[ACTIVITY]: Beginning with the first line, retype exactly the records below up to and including the line with "Audit log entry: the red waterway"; pictures do not belong in the copy.

(Stored data entries)
+ + +

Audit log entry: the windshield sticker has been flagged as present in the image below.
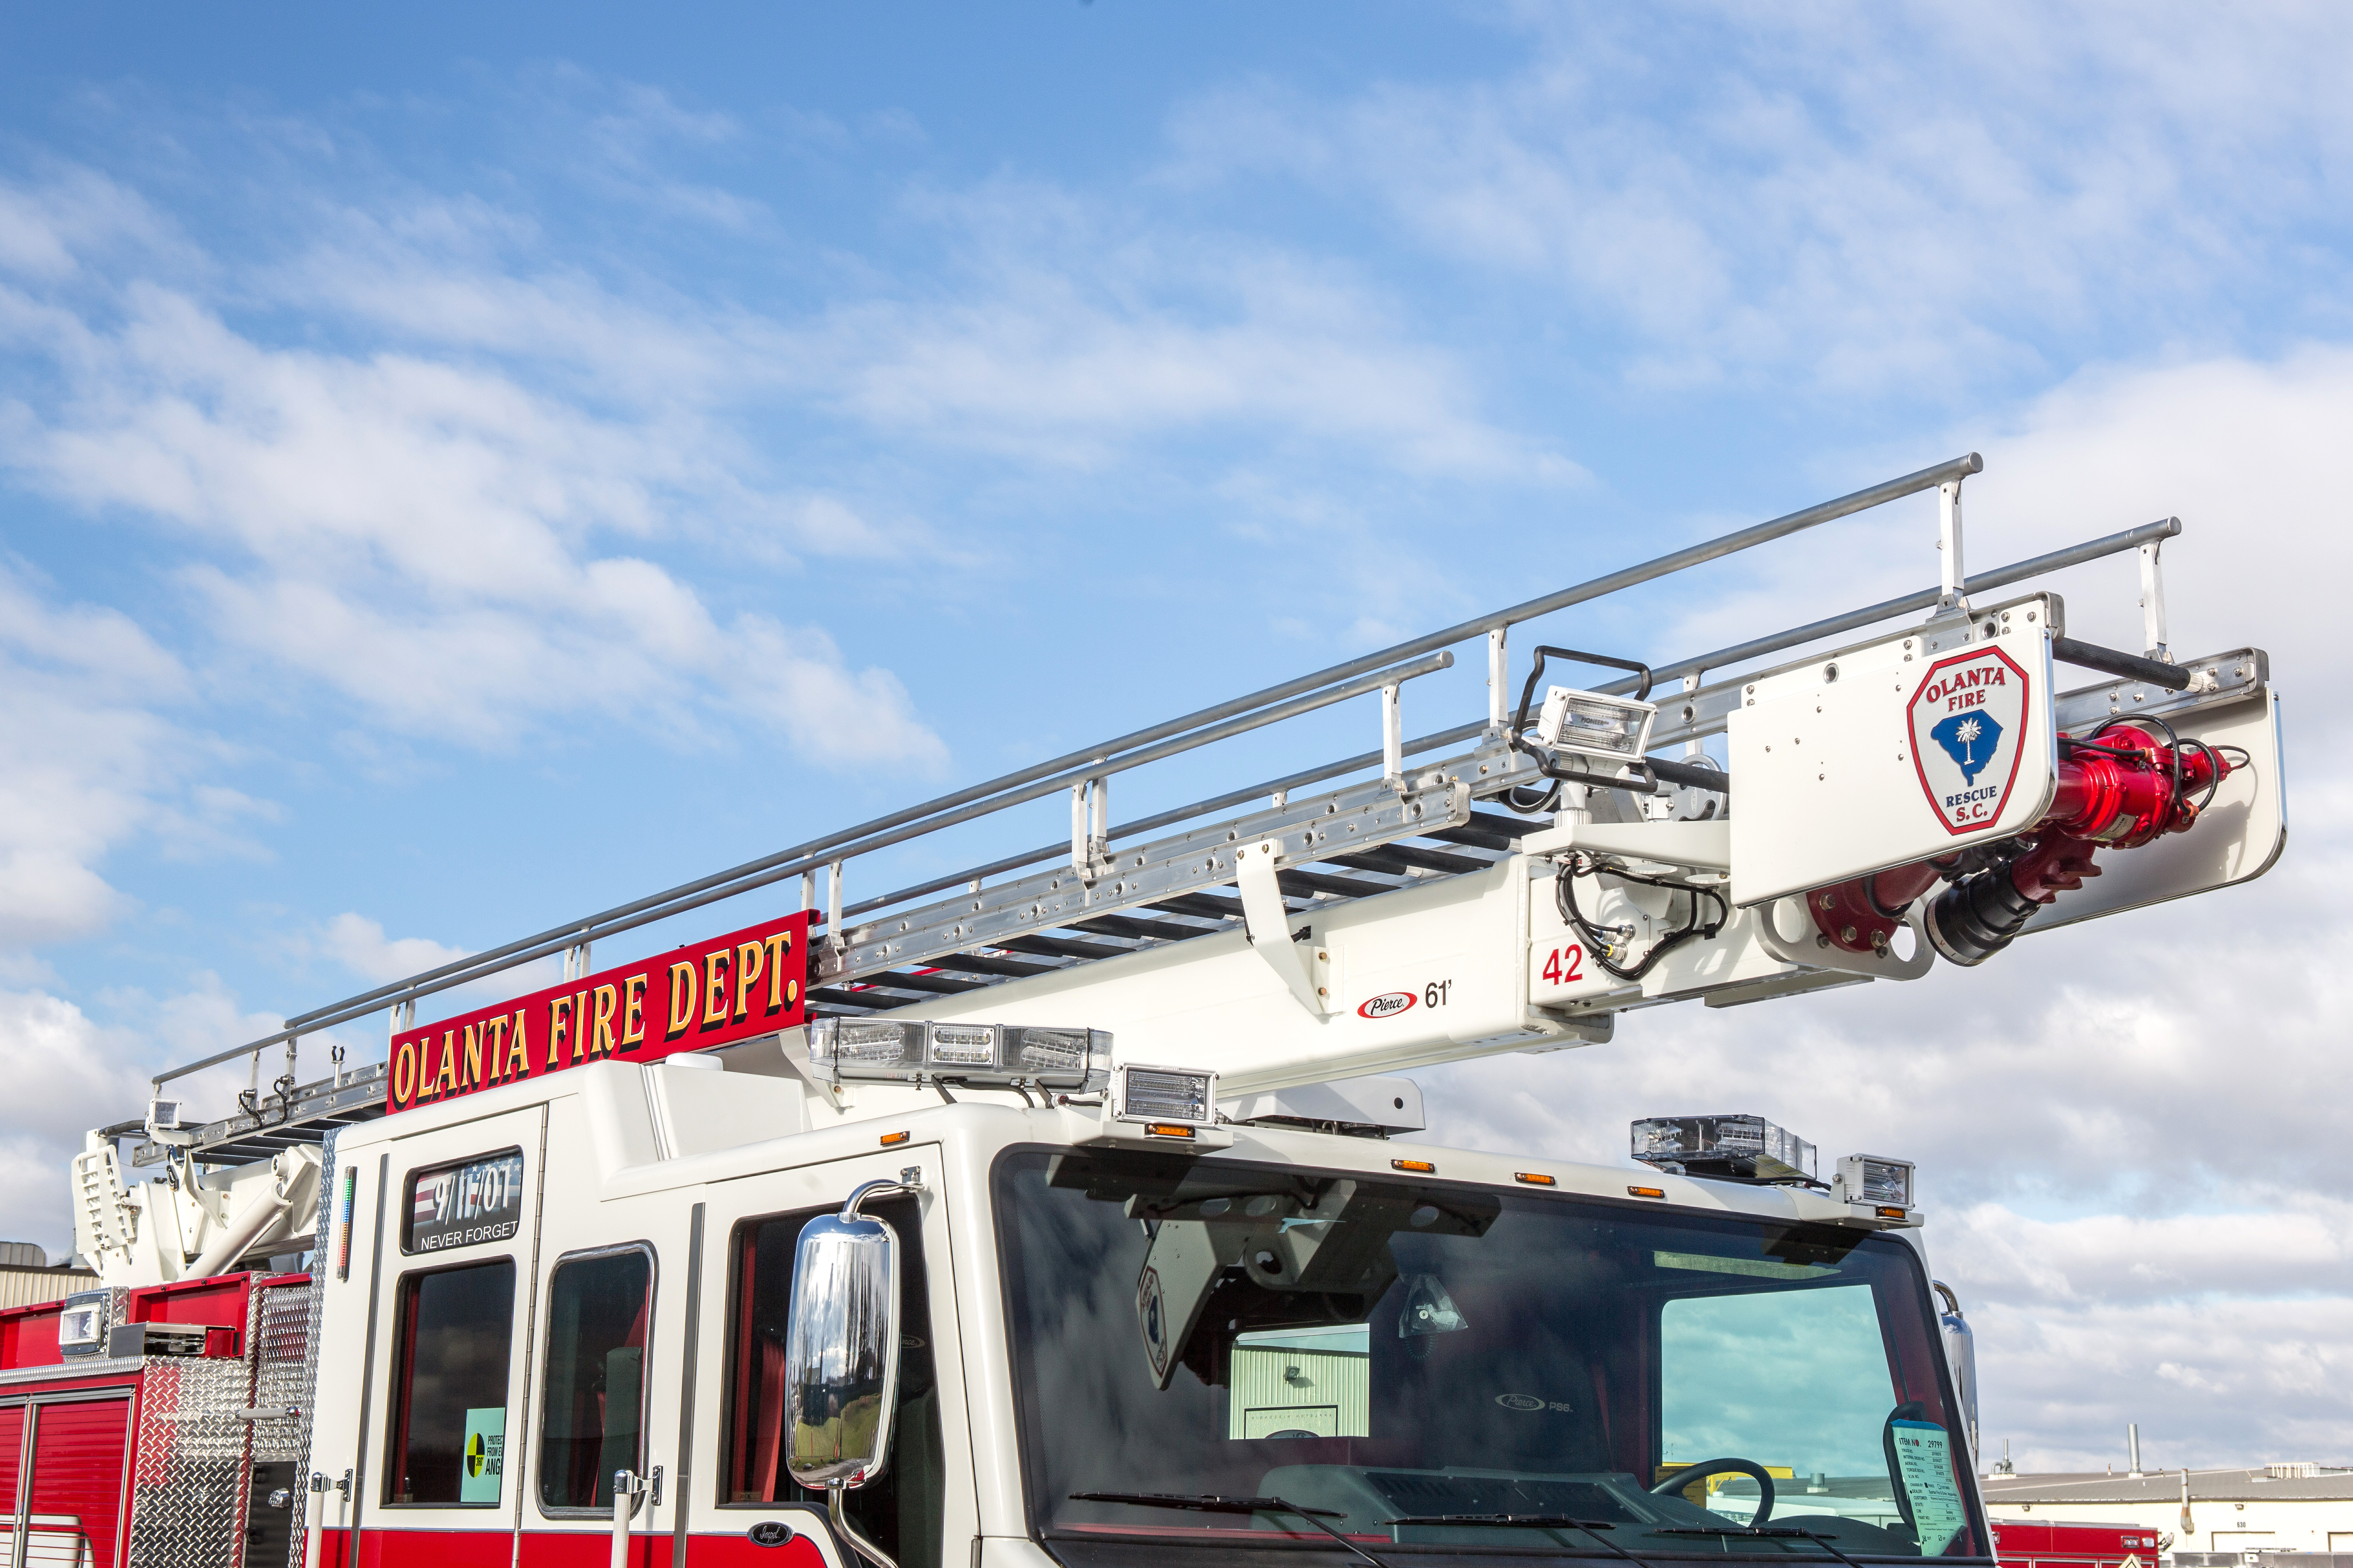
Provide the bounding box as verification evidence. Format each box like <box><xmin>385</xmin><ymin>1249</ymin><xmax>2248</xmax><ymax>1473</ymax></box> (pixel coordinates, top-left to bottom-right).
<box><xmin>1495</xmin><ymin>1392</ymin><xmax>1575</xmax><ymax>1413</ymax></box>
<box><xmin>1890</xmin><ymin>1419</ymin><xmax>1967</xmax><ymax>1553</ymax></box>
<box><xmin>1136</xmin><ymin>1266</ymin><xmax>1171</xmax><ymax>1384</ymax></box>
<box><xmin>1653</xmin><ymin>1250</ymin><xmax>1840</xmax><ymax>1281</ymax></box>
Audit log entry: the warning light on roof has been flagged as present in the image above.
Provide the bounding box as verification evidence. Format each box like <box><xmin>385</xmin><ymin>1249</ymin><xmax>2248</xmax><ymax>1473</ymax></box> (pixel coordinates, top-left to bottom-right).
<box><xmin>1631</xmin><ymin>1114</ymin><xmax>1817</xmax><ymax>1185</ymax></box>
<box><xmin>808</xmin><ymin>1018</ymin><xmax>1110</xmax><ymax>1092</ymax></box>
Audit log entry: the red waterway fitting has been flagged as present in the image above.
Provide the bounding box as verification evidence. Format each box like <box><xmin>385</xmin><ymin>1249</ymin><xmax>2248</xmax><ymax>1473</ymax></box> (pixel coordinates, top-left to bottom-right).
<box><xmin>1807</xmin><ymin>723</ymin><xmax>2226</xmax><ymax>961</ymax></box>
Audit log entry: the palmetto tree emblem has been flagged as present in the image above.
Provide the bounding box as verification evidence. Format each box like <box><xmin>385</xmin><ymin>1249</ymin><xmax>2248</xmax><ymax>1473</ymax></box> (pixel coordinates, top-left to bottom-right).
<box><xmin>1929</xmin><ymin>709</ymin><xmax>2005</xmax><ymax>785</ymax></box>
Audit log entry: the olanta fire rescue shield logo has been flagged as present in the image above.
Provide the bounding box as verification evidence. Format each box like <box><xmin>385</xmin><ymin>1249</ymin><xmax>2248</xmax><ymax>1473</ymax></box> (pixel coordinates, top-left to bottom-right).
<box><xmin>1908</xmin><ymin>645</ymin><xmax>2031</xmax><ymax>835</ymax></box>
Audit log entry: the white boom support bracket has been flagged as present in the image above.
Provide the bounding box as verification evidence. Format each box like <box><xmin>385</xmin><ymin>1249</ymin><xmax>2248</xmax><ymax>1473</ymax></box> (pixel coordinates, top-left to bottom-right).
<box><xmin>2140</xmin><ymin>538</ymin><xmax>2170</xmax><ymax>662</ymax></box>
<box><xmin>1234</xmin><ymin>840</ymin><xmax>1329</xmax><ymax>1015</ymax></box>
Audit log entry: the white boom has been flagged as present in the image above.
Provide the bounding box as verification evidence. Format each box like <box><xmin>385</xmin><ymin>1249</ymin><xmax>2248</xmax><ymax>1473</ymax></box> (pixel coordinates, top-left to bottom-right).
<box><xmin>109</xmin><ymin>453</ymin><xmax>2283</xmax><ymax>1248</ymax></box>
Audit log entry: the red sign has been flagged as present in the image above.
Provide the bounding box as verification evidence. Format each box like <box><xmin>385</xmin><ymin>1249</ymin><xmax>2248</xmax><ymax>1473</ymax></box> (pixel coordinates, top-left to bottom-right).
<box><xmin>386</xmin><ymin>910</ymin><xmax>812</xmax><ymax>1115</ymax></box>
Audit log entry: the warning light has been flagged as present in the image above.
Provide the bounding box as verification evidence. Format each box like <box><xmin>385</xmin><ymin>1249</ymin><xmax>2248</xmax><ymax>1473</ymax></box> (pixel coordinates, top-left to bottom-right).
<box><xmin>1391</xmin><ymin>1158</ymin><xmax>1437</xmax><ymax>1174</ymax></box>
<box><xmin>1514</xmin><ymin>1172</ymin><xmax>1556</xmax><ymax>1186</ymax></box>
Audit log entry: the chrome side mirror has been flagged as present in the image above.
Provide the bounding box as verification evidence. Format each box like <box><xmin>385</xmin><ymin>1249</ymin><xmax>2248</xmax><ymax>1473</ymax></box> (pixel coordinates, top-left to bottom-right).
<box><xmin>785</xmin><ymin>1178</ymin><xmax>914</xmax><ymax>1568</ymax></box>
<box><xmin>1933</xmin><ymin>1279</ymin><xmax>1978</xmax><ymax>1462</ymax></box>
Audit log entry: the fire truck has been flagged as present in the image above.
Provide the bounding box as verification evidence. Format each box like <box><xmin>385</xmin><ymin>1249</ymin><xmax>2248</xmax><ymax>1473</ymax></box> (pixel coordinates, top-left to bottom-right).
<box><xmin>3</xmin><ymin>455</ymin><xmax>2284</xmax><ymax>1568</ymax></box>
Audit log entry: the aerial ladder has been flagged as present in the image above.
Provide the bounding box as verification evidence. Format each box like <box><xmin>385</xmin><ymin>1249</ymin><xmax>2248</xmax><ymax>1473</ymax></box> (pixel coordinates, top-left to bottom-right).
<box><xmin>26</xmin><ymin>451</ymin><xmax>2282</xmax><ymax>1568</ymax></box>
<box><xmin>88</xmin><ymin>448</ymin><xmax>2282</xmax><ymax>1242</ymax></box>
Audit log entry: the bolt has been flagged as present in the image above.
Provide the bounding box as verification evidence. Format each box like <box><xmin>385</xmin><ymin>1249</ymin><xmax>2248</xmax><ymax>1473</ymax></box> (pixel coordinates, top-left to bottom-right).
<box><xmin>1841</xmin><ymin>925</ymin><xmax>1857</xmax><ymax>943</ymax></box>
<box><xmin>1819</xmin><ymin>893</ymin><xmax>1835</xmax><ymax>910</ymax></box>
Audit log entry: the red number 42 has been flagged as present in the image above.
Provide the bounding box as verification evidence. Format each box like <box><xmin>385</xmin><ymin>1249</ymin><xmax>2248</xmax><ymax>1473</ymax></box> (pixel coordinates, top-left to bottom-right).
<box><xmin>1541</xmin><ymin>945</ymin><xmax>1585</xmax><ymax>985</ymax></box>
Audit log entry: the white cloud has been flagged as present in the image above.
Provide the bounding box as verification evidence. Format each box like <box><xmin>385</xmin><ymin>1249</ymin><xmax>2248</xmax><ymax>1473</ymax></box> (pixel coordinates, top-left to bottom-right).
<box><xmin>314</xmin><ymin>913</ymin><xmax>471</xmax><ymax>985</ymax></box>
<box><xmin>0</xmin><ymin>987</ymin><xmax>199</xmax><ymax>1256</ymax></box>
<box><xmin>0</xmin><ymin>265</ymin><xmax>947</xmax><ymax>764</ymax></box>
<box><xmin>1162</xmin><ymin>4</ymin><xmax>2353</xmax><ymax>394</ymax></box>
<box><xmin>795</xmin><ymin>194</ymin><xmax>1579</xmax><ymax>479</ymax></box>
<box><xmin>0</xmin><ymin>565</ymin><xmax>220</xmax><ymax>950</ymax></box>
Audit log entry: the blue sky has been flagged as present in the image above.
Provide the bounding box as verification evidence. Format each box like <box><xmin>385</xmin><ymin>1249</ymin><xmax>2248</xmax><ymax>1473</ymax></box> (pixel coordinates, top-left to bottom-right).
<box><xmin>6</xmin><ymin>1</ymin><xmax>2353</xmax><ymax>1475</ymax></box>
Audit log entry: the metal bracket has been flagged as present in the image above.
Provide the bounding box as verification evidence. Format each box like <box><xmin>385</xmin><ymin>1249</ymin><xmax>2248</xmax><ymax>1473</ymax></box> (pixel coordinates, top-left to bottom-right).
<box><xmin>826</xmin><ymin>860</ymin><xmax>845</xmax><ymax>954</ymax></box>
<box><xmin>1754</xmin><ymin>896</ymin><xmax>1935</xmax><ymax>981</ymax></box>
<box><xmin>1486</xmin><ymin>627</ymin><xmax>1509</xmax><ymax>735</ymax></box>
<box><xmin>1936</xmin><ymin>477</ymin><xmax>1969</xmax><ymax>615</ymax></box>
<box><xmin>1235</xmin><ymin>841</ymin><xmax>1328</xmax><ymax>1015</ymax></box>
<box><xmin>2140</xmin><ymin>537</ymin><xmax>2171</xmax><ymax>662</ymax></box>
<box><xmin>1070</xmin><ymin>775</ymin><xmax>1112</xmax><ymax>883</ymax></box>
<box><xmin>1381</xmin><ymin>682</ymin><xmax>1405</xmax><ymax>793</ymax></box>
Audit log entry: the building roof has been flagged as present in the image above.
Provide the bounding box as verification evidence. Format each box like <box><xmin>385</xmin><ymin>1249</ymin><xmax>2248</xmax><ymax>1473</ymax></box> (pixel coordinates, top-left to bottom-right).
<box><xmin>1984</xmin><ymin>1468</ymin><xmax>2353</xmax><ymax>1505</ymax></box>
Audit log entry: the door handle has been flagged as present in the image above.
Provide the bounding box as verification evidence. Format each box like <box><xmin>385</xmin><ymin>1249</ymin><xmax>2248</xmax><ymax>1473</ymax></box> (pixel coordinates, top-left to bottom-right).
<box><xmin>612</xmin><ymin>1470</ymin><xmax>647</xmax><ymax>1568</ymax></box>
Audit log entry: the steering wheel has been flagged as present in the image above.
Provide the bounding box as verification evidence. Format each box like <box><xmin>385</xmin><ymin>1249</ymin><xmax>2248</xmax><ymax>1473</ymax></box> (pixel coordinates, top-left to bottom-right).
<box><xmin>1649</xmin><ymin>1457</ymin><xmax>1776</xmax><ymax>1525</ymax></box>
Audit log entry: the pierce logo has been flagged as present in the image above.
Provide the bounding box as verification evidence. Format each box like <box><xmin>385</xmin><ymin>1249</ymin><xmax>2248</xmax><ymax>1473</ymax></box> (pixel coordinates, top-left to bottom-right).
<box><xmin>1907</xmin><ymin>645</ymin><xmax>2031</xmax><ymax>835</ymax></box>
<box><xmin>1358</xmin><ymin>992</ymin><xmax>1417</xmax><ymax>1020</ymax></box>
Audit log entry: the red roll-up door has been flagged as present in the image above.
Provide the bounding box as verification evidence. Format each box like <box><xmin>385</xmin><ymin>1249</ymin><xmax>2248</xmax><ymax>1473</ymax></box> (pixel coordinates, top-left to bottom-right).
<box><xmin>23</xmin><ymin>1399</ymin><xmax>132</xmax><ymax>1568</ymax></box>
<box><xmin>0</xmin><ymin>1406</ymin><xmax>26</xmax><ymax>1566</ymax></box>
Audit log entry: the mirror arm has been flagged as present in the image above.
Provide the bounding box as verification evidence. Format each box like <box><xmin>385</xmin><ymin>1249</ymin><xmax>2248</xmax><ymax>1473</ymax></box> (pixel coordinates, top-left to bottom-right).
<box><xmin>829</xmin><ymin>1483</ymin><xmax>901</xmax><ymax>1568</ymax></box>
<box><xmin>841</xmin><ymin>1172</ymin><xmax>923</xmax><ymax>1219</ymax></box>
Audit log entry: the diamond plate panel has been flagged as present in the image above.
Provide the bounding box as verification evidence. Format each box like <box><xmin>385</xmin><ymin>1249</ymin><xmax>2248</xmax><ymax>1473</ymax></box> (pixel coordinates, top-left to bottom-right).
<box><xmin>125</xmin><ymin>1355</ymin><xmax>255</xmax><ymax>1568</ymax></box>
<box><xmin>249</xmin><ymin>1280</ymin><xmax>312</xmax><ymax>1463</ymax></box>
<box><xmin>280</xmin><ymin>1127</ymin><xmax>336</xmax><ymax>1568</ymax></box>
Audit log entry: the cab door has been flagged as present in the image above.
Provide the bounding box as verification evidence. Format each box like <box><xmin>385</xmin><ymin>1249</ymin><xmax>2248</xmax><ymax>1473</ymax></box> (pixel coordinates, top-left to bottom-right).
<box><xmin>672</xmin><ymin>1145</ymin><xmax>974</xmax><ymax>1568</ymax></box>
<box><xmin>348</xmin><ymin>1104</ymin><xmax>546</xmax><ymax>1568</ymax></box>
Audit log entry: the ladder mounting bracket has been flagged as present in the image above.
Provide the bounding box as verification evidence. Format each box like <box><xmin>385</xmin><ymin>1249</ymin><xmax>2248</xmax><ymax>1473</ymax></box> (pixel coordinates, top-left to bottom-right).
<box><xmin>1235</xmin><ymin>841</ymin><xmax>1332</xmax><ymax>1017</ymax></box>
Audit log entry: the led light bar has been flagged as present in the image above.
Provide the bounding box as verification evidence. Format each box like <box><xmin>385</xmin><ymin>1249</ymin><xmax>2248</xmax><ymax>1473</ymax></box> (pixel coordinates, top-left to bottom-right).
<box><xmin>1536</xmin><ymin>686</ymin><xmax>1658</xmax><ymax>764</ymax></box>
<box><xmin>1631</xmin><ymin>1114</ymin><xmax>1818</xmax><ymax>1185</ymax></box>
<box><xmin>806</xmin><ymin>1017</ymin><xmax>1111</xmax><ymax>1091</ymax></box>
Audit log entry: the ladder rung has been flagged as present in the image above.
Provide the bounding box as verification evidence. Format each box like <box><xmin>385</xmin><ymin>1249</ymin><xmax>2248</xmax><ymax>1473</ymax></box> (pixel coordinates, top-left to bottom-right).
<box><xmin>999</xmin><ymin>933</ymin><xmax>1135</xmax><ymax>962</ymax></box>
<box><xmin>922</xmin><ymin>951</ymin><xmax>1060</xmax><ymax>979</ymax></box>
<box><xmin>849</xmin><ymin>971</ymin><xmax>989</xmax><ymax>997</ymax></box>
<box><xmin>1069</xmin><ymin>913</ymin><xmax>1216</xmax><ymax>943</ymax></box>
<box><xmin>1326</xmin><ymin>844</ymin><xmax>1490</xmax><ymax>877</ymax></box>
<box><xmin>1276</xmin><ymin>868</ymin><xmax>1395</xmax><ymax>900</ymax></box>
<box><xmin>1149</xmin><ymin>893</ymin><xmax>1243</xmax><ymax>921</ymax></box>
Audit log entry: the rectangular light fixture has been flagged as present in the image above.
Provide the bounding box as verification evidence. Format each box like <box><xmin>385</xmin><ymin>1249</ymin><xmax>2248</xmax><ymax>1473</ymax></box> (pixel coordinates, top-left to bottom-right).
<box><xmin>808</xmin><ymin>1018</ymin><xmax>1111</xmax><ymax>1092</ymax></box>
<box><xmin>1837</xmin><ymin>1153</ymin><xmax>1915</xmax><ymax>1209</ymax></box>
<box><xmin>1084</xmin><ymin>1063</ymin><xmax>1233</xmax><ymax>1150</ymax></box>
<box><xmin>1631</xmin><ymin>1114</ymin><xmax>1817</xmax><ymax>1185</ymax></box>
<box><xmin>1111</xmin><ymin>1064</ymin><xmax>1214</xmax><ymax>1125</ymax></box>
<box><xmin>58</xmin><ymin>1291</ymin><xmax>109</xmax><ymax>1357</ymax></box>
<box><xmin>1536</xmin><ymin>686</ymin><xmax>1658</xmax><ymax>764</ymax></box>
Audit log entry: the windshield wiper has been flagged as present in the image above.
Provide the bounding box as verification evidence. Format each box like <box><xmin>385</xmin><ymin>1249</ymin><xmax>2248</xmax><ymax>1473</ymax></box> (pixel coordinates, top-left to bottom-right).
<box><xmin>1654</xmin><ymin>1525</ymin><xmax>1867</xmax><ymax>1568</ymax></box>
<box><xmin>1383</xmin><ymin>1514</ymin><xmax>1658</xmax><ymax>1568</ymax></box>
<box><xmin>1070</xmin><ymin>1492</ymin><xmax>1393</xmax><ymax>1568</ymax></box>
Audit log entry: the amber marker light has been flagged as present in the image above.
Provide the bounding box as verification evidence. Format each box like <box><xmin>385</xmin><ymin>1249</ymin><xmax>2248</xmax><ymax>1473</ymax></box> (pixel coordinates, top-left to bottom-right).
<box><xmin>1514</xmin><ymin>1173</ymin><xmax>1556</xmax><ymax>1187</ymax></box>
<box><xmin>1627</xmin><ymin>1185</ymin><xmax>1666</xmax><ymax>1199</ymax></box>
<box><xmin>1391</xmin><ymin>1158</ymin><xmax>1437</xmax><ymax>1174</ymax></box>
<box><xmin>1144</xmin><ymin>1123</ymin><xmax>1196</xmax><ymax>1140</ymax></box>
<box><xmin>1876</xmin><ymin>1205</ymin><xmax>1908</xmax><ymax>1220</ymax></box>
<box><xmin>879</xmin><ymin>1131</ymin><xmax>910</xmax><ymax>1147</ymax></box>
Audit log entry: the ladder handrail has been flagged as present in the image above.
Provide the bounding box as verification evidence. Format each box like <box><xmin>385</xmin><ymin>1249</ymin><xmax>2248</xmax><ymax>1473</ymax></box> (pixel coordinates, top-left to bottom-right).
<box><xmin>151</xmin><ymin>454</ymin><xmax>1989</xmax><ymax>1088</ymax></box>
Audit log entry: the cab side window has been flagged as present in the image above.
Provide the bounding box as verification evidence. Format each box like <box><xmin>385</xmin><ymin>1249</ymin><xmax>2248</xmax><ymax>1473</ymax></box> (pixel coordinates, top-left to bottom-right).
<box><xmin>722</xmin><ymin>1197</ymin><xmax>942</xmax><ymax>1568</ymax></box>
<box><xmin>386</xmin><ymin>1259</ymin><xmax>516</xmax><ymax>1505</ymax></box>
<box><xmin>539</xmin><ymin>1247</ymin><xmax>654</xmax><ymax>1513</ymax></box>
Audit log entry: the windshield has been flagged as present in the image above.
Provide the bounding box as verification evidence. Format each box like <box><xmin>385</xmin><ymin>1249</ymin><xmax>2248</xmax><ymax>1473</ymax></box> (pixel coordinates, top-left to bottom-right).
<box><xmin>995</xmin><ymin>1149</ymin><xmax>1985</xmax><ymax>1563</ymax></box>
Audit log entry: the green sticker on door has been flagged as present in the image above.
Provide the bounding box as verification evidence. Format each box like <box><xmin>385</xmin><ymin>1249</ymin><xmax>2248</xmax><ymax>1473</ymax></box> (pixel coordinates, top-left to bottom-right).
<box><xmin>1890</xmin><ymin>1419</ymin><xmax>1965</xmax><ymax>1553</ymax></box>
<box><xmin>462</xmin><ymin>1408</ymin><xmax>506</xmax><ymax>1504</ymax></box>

+ + +

[RESULT FOR THIS TASK]:
Audit log entry: the windshield sticker has been flagged as present in the image below.
Provide the bounding box as verification evidence. Format each box like <box><xmin>385</xmin><ymin>1249</ymin><xmax>2248</xmax><ymax>1473</ymax></box> (pixel coordinates, top-left to bottom-right).
<box><xmin>1495</xmin><ymin>1392</ymin><xmax>1575</xmax><ymax>1413</ymax></box>
<box><xmin>1890</xmin><ymin>1419</ymin><xmax>1967</xmax><ymax>1553</ymax></box>
<box><xmin>1136</xmin><ymin>1266</ymin><xmax>1171</xmax><ymax>1384</ymax></box>
<box><xmin>1653</xmin><ymin>1250</ymin><xmax>1840</xmax><ymax>1281</ymax></box>
Audit log entry: the warning light on roof has been flagged as present in the image above.
Provide the bounding box as verification evidence. Format each box like <box><xmin>385</xmin><ymin>1249</ymin><xmax>2248</xmax><ymax>1473</ymax></box> (pixel coordinates, top-left to bottom-right).
<box><xmin>1631</xmin><ymin>1114</ymin><xmax>1817</xmax><ymax>1185</ymax></box>
<box><xmin>808</xmin><ymin>1018</ymin><xmax>1110</xmax><ymax>1092</ymax></box>
Audit log entry: the red waterway fitting has been flagged as present in the image above.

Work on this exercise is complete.